→ **What is asked**:
Reproduce the closing part of the entries exactly: the line with "of the headlight;" and all lines after it, ending with the last line, and nothing else.

→ **Input records**:
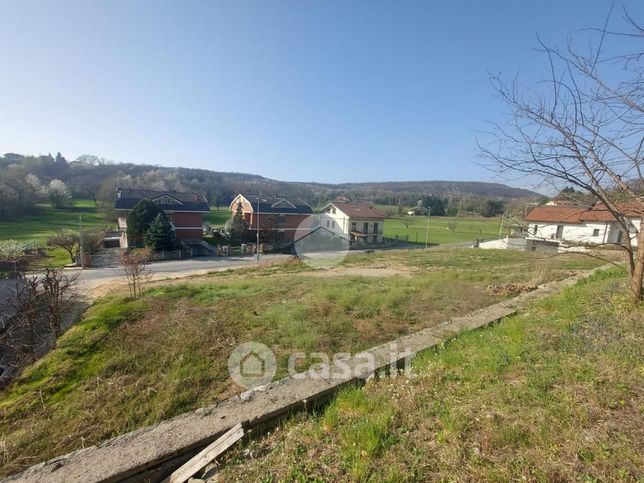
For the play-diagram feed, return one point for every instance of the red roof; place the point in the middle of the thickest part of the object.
(599, 212)
(359, 210)
(555, 214)
(571, 214)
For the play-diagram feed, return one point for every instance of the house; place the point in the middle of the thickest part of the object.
(361, 223)
(184, 211)
(592, 225)
(286, 216)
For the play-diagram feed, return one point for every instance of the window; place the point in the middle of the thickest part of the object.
(559, 234)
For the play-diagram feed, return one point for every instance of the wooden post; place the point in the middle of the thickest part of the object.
(208, 454)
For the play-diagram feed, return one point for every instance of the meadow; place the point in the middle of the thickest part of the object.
(442, 229)
(46, 220)
(129, 363)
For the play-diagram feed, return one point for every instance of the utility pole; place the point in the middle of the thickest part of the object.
(81, 247)
(257, 230)
(429, 213)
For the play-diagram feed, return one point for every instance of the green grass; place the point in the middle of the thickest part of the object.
(218, 216)
(38, 226)
(132, 363)
(552, 394)
(46, 220)
(465, 229)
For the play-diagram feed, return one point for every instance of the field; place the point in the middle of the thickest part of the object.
(36, 227)
(43, 223)
(463, 229)
(553, 394)
(131, 363)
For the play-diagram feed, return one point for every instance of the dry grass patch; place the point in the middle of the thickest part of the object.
(131, 363)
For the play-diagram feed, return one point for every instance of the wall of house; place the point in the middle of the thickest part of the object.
(292, 226)
(582, 233)
(344, 224)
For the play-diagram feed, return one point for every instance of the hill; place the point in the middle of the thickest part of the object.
(90, 177)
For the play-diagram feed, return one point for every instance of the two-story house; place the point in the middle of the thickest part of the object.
(592, 225)
(184, 211)
(286, 216)
(360, 223)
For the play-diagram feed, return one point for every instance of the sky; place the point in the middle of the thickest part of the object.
(305, 90)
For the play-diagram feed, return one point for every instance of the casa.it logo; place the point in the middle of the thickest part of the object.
(251, 365)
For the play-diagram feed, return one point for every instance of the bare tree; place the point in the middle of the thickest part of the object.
(585, 129)
(134, 267)
(58, 296)
(21, 333)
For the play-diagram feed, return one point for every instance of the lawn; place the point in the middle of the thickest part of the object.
(36, 227)
(130, 363)
(462, 229)
(46, 220)
(218, 216)
(552, 394)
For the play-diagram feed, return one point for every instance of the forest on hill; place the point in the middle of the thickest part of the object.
(25, 180)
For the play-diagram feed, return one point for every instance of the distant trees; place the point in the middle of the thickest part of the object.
(69, 240)
(11, 251)
(58, 193)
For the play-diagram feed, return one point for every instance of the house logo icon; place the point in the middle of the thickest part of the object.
(251, 365)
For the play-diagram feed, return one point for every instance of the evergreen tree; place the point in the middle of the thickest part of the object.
(239, 228)
(160, 236)
(139, 220)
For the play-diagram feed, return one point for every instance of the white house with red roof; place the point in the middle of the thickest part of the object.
(592, 225)
(360, 223)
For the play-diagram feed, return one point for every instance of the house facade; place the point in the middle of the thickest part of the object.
(184, 211)
(286, 216)
(594, 225)
(360, 223)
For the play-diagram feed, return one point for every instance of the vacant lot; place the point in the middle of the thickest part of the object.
(130, 363)
(554, 394)
(441, 229)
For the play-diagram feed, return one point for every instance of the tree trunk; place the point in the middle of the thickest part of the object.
(638, 272)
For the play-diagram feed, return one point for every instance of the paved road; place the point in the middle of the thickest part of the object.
(90, 279)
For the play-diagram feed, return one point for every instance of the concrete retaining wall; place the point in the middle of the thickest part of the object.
(151, 453)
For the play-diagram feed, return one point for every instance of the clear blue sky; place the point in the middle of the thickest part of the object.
(308, 90)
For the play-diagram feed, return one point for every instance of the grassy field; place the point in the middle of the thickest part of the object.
(132, 363)
(464, 229)
(553, 394)
(218, 217)
(43, 223)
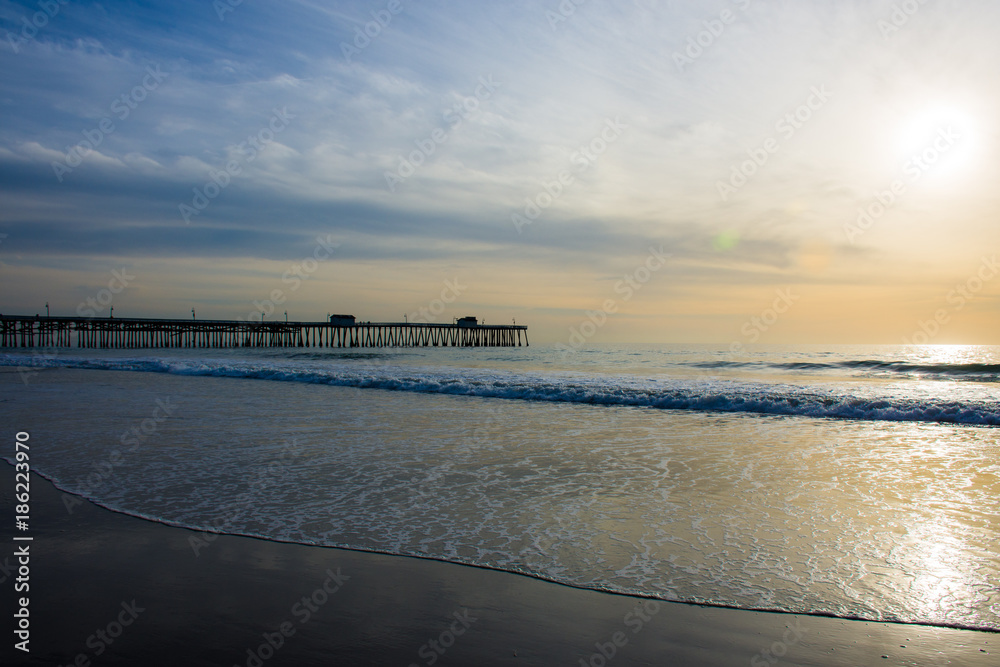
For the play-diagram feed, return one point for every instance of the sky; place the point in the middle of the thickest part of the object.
(726, 171)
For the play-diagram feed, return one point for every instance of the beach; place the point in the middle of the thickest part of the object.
(218, 608)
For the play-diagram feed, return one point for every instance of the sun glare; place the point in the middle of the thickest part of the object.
(938, 143)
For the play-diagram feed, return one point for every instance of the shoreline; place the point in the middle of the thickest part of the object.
(537, 577)
(243, 600)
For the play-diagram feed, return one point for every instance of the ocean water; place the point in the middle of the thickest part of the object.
(855, 481)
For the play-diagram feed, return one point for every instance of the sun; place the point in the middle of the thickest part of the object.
(938, 143)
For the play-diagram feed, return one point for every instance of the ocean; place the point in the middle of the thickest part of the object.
(853, 481)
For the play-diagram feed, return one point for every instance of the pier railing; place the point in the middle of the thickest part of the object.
(112, 333)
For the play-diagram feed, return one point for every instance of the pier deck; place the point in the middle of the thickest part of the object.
(113, 333)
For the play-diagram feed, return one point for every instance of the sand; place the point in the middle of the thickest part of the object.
(111, 589)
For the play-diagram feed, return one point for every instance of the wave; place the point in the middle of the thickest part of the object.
(977, 372)
(671, 394)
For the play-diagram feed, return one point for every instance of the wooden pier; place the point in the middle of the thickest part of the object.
(116, 333)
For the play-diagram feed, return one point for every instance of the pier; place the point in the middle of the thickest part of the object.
(121, 333)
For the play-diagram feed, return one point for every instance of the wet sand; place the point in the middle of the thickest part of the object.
(111, 589)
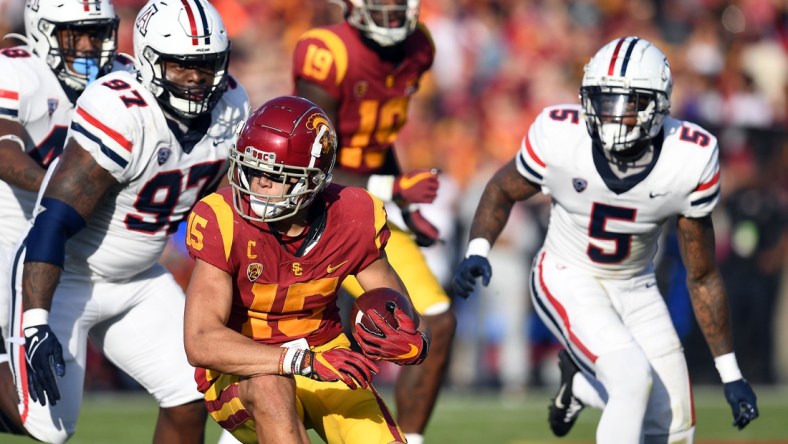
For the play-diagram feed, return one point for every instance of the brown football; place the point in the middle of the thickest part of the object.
(381, 300)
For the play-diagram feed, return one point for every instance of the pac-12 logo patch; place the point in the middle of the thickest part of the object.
(163, 155)
(253, 271)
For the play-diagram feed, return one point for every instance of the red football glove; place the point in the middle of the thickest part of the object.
(403, 346)
(426, 233)
(339, 364)
(418, 186)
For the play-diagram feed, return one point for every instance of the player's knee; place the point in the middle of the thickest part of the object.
(625, 373)
(442, 325)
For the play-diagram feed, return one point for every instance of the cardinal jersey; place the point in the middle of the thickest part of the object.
(279, 297)
(31, 94)
(603, 224)
(161, 170)
(374, 93)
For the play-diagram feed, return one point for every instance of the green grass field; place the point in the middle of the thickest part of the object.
(459, 418)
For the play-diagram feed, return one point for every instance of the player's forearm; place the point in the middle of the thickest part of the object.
(232, 353)
(39, 281)
(16, 167)
(711, 312)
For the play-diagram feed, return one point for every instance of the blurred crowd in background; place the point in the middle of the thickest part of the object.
(498, 63)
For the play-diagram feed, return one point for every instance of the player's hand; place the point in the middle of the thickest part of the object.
(44, 357)
(426, 233)
(472, 267)
(742, 400)
(403, 345)
(341, 364)
(418, 186)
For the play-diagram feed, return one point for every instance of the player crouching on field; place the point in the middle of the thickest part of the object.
(262, 323)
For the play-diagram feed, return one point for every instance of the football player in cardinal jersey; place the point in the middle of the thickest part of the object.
(142, 148)
(67, 46)
(262, 324)
(362, 72)
(616, 167)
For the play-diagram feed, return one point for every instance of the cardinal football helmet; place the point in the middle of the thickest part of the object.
(288, 140)
(45, 21)
(626, 94)
(189, 32)
(386, 22)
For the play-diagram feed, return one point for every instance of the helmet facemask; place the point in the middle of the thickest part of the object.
(188, 101)
(623, 120)
(385, 22)
(298, 185)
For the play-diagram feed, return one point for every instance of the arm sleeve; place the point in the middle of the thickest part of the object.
(209, 235)
(706, 194)
(105, 127)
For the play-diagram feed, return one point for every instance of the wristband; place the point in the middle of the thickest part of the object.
(34, 317)
(381, 186)
(728, 368)
(478, 247)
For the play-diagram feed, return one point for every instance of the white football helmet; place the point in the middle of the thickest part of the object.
(190, 32)
(44, 21)
(290, 141)
(386, 22)
(626, 94)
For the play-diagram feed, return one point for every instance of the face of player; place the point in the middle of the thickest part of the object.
(388, 13)
(81, 44)
(189, 78)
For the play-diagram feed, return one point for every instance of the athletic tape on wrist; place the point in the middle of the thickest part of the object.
(34, 317)
(478, 247)
(381, 186)
(728, 367)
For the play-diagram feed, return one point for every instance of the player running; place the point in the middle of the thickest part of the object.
(141, 150)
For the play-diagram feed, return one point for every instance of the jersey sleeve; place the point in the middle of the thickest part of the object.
(706, 194)
(209, 235)
(321, 57)
(107, 127)
(381, 231)
(530, 159)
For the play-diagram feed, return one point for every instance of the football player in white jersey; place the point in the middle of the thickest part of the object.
(616, 167)
(67, 46)
(141, 150)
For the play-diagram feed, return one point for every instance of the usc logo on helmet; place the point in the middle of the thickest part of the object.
(317, 122)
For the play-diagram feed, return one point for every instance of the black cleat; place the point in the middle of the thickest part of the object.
(564, 408)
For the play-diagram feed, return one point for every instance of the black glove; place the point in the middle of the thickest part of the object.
(44, 354)
(471, 268)
(426, 233)
(742, 400)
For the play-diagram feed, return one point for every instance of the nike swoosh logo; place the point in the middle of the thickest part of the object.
(331, 269)
(414, 351)
(409, 182)
(560, 395)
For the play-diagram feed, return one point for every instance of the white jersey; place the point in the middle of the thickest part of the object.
(161, 175)
(603, 224)
(31, 94)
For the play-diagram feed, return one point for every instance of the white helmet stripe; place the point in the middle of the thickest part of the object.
(197, 13)
(625, 58)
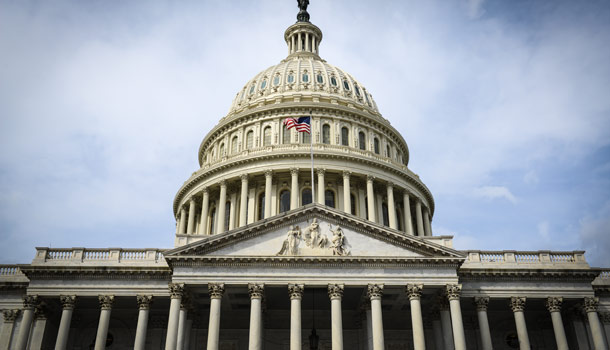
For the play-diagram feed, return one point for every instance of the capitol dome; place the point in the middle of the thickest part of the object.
(253, 167)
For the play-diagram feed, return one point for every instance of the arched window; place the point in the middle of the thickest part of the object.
(250, 139)
(285, 135)
(306, 196)
(329, 198)
(326, 134)
(284, 201)
(267, 136)
(361, 140)
(345, 136)
(261, 206)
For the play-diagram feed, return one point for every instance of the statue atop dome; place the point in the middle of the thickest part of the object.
(303, 16)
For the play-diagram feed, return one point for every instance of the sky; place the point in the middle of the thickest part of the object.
(505, 106)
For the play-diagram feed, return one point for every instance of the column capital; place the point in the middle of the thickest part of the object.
(295, 291)
(216, 290)
(414, 291)
(11, 315)
(106, 301)
(335, 291)
(374, 291)
(176, 290)
(481, 303)
(517, 303)
(553, 304)
(453, 291)
(144, 301)
(591, 304)
(67, 301)
(256, 290)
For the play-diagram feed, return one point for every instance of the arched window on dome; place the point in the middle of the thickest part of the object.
(361, 140)
(306, 196)
(250, 139)
(267, 136)
(284, 201)
(345, 136)
(326, 134)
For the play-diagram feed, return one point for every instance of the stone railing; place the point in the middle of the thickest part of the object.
(61, 256)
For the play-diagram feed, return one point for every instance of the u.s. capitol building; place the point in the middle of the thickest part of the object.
(271, 253)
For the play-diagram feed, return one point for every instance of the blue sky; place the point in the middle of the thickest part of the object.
(505, 106)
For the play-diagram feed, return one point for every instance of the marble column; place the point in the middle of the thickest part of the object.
(67, 305)
(191, 223)
(102, 328)
(419, 218)
(417, 322)
(347, 199)
(256, 320)
(268, 188)
(517, 304)
(321, 187)
(591, 304)
(296, 295)
(144, 302)
(176, 292)
(481, 304)
(407, 213)
(294, 188)
(222, 208)
(453, 295)
(370, 197)
(205, 204)
(216, 290)
(391, 206)
(553, 304)
(7, 328)
(375, 292)
(243, 201)
(335, 293)
(30, 302)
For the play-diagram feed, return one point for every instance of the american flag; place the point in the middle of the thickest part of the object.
(303, 124)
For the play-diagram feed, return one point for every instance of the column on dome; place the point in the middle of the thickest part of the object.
(268, 189)
(414, 293)
(191, 223)
(176, 292)
(375, 292)
(553, 304)
(370, 197)
(67, 308)
(243, 201)
(457, 324)
(144, 302)
(30, 302)
(347, 200)
(296, 295)
(205, 205)
(391, 208)
(321, 186)
(481, 304)
(335, 293)
(106, 302)
(294, 188)
(256, 323)
(517, 304)
(591, 304)
(216, 290)
(222, 208)
(419, 218)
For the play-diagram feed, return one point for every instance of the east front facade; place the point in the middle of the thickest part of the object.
(314, 236)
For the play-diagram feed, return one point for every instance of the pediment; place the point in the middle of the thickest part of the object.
(314, 231)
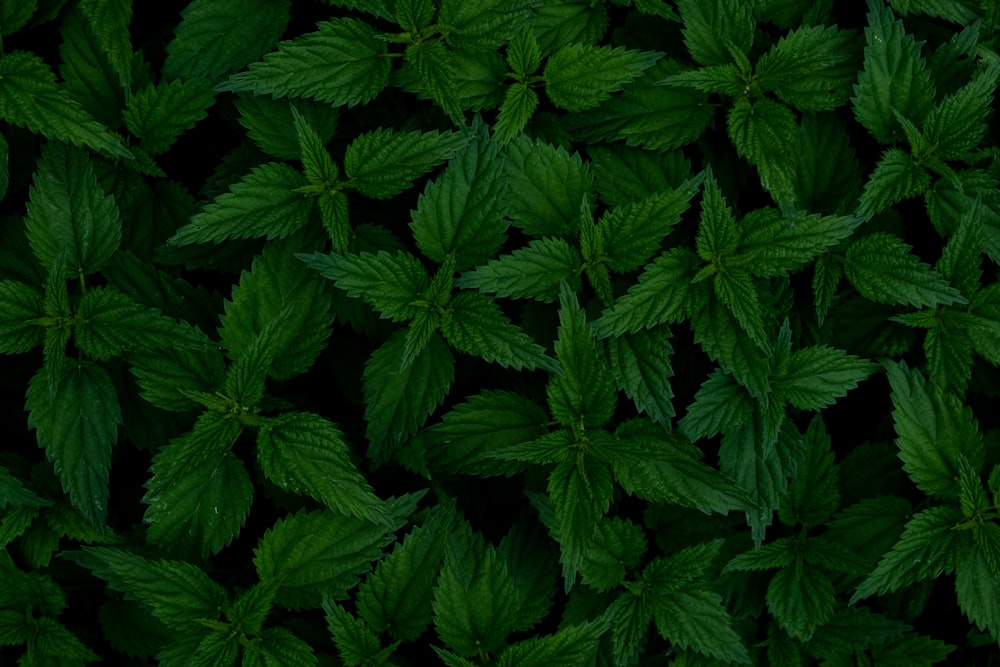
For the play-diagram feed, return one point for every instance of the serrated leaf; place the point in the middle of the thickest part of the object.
(71, 220)
(584, 393)
(579, 77)
(76, 414)
(178, 593)
(312, 554)
(29, 97)
(305, 453)
(215, 37)
(547, 185)
(928, 548)
(895, 77)
(199, 494)
(883, 270)
(398, 400)
(158, 115)
(934, 430)
(264, 203)
(474, 324)
(382, 163)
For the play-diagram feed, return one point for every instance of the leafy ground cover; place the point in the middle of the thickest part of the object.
(499, 332)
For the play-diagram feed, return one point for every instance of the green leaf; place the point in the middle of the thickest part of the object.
(632, 232)
(71, 220)
(474, 324)
(264, 203)
(662, 295)
(579, 77)
(158, 115)
(897, 176)
(30, 98)
(712, 30)
(895, 78)
(179, 594)
(928, 548)
(315, 554)
(762, 131)
(801, 599)
(20, 305)
(76, 415)
(199, 494)
(935, 430)
(215, 37)
(547, 185)
(398, 400)
(584, 393)
(883, 270)
(305, 453)
(109, 323)
(382, 163)
(461, 214)
(278, 285)
(475, 604)
(397, 597)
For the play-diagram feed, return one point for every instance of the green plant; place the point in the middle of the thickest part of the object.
(505, 332)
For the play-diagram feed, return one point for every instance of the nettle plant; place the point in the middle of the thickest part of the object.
(500, 332)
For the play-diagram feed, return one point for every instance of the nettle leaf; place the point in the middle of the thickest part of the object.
(177, 593)
(158, 115)
(74, 409)
(895, 78)
(264, 203)
(533, 272)
(930, 546)
(398, 399)
(71, 221)
(762, 131)
(199, 494)
(547, 185)
(935, 430)
(713, 29)
(474, 324)
(279, 284)
(30, 98)
(579, 77)
(585, 392)
(305, 453)
(343, 63)
(462, 212)
(315, 554)
(882, 269)
(397, 596)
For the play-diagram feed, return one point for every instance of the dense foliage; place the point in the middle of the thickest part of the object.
(500, 332)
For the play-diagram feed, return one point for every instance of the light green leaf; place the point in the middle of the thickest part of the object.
(928, 548)
(76, 415)
(29, 97)
(895, 77)
(474, 324)
(70, 221)
(305, 453)
(315, 554)
(398, 400)
(179, 594)
(158, 115)
(934, 430)
(579, 77)
(217, 36)
(547, 185)
(883, 270)
(584, 394)
(461, 214)
(199, 494)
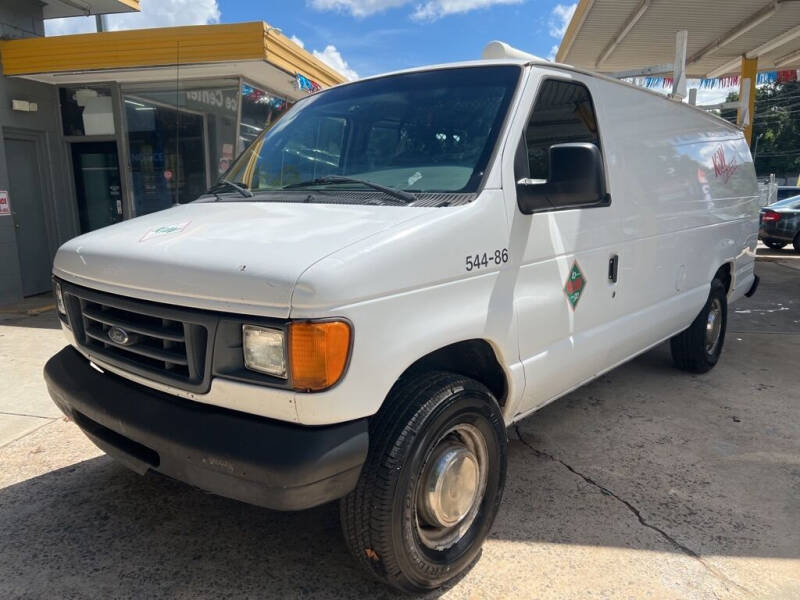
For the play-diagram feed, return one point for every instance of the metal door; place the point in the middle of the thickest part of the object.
(27, 206)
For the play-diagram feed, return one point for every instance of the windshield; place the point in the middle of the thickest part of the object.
(431, 131)
(790, 202)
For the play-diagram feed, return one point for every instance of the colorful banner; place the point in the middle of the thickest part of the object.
(306, 84)
(719, 82)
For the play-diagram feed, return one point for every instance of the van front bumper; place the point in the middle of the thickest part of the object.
(249, 458)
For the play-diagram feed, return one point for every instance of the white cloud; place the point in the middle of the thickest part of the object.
(357, 8)
(155, 13)
(560, 17)
(428, 10)
(436, 9)
(333, 58)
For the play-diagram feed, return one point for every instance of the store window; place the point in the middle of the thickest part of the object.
(87, 110)
(259, 111)
(179, 139)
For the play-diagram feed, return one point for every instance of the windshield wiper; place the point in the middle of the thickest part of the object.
(406, 197)
(222, 183)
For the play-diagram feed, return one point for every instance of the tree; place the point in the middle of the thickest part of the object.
(777, 122)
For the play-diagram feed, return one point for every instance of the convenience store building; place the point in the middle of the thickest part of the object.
(96, 128)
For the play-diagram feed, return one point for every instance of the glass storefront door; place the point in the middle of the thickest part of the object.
(97, 184)
(167, 154)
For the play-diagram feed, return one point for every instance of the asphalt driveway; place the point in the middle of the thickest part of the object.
(646, 483)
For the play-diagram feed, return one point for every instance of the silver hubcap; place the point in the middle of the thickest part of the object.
(713, 326)
(452, 486)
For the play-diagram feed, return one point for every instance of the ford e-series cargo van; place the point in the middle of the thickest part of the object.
(395, 272)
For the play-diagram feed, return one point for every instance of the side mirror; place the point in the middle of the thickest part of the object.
(576, 179)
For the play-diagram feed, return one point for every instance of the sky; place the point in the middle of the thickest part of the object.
(366, 37)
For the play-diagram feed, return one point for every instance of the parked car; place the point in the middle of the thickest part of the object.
(479, 240)
(780, 224)
(787, 191)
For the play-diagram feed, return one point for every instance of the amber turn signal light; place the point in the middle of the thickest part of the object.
(318, 353)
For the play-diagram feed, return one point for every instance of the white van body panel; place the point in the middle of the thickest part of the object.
(670, 231)
(240, 257)
(398, 274)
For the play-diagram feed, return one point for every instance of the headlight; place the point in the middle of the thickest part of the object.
(264, 350)
(62, 308)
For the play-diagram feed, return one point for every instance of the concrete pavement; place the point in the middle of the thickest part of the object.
(646, 483)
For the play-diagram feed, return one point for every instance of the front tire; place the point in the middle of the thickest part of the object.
(432, 483)
(697, 349)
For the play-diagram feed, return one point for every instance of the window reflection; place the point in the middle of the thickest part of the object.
(259, 110)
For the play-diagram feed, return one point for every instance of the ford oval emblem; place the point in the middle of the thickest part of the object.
(118, 335)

→ **Correct output**:
For the play-diagram feed, return one point for every instance of the headlight; place the point in the middle of the thickest part of the object.
(264, 350)
(62, 308)
For the play-diagram feed, return one point for every instance of the concrete pavement; place the point in the middle of the thickest part of the object.
(646, 483)
For the play-diagram feed, return one point for every instance of the front tire; place the point in the middle of the thickest part of the object.
(432, 483)
(697, 349)
For the play-diagram feed, return one point for every instance of the window reflection; place the point in the middle of the thickest part of the object.
(259, 110)
For the play-diagram feed, return one point for every instance of the ford oval emblem; place the point in the middle of the thickest part of the object.
(118, 335)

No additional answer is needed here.